**Complete the following:**
**a)** In the piece on virtual reality in higher education, how much faster can VR-based training be than traditional methods, according to the PwC research it cites?
**b)** Pick up the piece on virtual reality in higher education after its last sentence and continue writing it.

**Selected excerpt:**
-*-*-

Here’s what that actually looks like in practice, and why it matters to educational institutions exploring virtual reality technology.
Virtual reality has existed in some form for decades, but its presence in higher education remained largely peripheral until recently. A convergence of factors has changed that.
Hardware costs have fallen significantly. Headsets that once required institutional budgets now sit within reach of individual departments, and many VR platforms also run on standard laptops or desktop computers, removing the headset as a barrier entirely. At the same time, the COVID-19 pandemic forced universities to reckon with the limits of video conferencing as a substitute for experiential, hands-on learning. Zoom could deliver a lecture. It couldn’t put a student in a hospital ward, a courtroom, or a laboratory.
The evidence base has also strengthened. Research published by PwC found that VR-based training can be four times faster and 52% cheaper than traditional methods at scale. A study by the Council of Deans of Health concluded that simulation-based education consistently outperforms traditional clinical education in improving knowledge, clinical judgment, critical thinking, and clinical competencies. Surveys of educators paint a similar picture: 93% of teachers believe VR improves teaching quality and student engagement.
The market reflects this momentum. The global AR and VR in education sector was valued at around $11.9 billion in 2023 and is projected to reach $75 billion by 2033. What was once a research curiosity is becoming standard infrastructure.
The following case studies span healthcare, science, law, and education design. Together, they illustrate the breadth of applications now emerging across universities using VR as a core teaching tool.
Institution: University College London (UCL), UK
Discipline: Pharmacy and life sciences
One of the most developed and award-winning examples of VR in higher education in the UK comes from UCL’s School of Pharmacy, where Dr. Stephen Hilton and his research group built a digital twin of their physical laboratories.
The platform, known as UCL School of Pharmacy Digital Outreach, replicates the university’s real facilities as an immersive virtual environment. School pupils anywhere in the world can put on a VR headset and walk into UCL’s undergraduate laboratories, interact with AI avatar staff members, and explore a digitized version of the university’s award-winning Greenlight Pharmacy. What might have required a trip to London, a formal visit day, or a competitive placement can now happen from anywhere.

-*-*-

**Material supplied:**
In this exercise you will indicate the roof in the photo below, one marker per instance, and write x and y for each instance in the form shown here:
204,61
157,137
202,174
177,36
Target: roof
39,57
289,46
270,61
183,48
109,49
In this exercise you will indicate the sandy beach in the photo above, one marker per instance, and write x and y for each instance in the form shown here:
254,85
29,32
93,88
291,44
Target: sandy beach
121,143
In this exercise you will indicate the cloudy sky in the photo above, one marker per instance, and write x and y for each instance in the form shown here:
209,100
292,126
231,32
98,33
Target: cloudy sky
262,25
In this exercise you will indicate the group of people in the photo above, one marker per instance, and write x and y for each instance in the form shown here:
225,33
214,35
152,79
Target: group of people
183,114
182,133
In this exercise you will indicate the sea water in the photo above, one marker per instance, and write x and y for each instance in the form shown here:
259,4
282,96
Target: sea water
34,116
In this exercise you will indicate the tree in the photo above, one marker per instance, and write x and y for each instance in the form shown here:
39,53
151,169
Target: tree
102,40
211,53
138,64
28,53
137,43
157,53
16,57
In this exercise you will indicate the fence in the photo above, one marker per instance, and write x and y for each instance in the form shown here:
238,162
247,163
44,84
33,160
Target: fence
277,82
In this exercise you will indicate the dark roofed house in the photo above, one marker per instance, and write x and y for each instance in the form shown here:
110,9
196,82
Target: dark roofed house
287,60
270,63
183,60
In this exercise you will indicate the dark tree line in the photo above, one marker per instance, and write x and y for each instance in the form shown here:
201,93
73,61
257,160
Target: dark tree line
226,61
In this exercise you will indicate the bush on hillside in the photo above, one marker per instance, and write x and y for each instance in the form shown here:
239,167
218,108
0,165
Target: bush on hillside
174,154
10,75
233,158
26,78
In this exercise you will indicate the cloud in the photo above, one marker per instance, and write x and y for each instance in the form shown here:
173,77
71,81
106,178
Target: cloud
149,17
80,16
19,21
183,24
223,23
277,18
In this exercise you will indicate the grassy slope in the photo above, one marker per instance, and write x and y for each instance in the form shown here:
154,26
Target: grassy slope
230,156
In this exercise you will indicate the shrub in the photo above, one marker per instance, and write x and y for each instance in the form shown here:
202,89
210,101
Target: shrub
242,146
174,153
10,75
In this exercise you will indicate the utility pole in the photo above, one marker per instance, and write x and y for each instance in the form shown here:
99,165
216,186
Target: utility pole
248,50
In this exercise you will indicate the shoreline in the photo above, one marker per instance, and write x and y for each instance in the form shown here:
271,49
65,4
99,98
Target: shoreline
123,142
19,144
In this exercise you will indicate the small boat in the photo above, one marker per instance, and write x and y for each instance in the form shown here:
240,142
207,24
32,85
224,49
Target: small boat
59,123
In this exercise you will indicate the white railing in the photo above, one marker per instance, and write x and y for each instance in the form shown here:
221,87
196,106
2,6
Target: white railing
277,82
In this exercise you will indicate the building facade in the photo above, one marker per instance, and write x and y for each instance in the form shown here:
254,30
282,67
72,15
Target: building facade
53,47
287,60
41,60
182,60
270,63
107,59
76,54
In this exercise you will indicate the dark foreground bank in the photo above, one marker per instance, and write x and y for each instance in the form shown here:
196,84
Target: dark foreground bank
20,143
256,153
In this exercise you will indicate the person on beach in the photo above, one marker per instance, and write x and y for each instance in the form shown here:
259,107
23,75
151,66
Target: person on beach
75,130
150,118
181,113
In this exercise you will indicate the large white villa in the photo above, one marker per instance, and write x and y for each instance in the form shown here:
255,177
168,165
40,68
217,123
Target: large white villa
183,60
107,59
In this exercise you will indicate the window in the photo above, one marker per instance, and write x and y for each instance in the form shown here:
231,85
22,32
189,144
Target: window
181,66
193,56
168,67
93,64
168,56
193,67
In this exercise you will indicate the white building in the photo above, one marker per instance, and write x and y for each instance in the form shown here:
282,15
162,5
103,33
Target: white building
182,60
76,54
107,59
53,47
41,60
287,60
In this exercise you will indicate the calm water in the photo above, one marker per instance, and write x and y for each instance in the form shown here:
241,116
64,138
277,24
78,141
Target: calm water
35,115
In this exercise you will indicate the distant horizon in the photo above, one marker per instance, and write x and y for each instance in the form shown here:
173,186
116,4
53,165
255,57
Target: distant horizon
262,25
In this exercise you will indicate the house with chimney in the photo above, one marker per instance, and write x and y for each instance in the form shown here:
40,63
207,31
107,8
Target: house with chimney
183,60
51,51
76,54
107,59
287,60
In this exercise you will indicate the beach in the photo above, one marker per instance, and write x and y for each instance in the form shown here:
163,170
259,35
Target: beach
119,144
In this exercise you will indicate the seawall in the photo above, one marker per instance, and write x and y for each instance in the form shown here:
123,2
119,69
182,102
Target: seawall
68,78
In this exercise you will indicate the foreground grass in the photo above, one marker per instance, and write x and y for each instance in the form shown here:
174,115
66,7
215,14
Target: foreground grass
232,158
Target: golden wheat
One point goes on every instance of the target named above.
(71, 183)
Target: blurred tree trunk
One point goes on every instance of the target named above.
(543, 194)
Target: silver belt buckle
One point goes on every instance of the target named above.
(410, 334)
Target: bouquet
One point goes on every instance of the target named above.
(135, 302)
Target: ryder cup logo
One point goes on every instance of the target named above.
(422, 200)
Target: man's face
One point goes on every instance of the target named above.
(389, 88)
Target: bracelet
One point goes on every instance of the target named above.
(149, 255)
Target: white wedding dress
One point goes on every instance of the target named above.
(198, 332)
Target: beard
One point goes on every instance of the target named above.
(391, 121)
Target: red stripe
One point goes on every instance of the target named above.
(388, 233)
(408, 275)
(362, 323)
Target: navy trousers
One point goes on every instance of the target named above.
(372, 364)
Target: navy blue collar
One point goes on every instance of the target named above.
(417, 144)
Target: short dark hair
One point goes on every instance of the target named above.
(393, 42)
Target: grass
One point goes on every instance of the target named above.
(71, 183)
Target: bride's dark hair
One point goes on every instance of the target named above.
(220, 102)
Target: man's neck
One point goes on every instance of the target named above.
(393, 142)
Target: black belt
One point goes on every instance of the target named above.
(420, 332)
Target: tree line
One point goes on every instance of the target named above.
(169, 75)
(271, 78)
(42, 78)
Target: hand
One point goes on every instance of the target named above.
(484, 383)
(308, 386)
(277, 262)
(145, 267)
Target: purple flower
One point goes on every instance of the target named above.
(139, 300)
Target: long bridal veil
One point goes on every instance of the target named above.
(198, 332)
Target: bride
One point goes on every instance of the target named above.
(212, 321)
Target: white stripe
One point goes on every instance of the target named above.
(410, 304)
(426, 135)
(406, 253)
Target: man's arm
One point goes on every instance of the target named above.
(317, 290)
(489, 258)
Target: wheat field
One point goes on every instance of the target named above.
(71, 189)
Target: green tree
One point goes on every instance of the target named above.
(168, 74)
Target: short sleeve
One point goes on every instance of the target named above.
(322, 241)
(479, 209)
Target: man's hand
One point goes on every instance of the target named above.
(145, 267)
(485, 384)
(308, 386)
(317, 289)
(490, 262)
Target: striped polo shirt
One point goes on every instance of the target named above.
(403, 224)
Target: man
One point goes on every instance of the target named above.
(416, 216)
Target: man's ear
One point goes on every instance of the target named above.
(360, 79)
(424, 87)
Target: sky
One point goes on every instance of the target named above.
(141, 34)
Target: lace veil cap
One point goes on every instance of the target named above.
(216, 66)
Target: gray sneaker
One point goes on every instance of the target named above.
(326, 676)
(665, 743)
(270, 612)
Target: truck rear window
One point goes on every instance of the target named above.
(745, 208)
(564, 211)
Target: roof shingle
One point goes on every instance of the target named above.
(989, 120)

-*-*-

**Activity answers:**
**a)** Four times faster.

**b)**
The educational results have been substantial. By training students through the digital twin before they encounter physical equipment, UCL found that users who accessed VR prior to lab inductions were able to operate safely far more quickly than those who hadn’t. The group has used the platform to train over 200 first-year students in a single week on complex High Performance Liquid Chromatography (HPLC) equipment, a process that would have been prohibitively time-consuming and costly using physical machines alone.
The work has drawn significant recognition. In November 2024, an international team including UCL School of Pharmacy won a prestigious Royal Society of Chemistry Horizon Prize for Education for their creation of the 3DI Virtual Reality Institute, a digital space enabling students and researchers from across the globe to meet, train, and collaborate. The project has also received a Pearson HE Innovate Silver Team Award and a UCL Provost Education Team Award.
Dr. Hilton’s view of the technology is notably grounded: “VR is an all-in-one object for interaction, not purely an immersion device.” At UCL, it’s being used not just to simulate the real world, but to extend and improve upon what physical teaching can offer.
Institution: University of East London (UEL), UK
Platform: Oxford Medical Simulation (OMS)
Discipline: Nursing and allied health
In 2021, the team at the University of East London began overhauling their simulation resources. Physical clinical placements had become constrained, and the university wanted to find a technology-driven way to ensure students could still build practical skills. As Robert Waterson, Dean of the School of Health, Sport and Bioscience, put it: “We have a view of using technology to move us forward.”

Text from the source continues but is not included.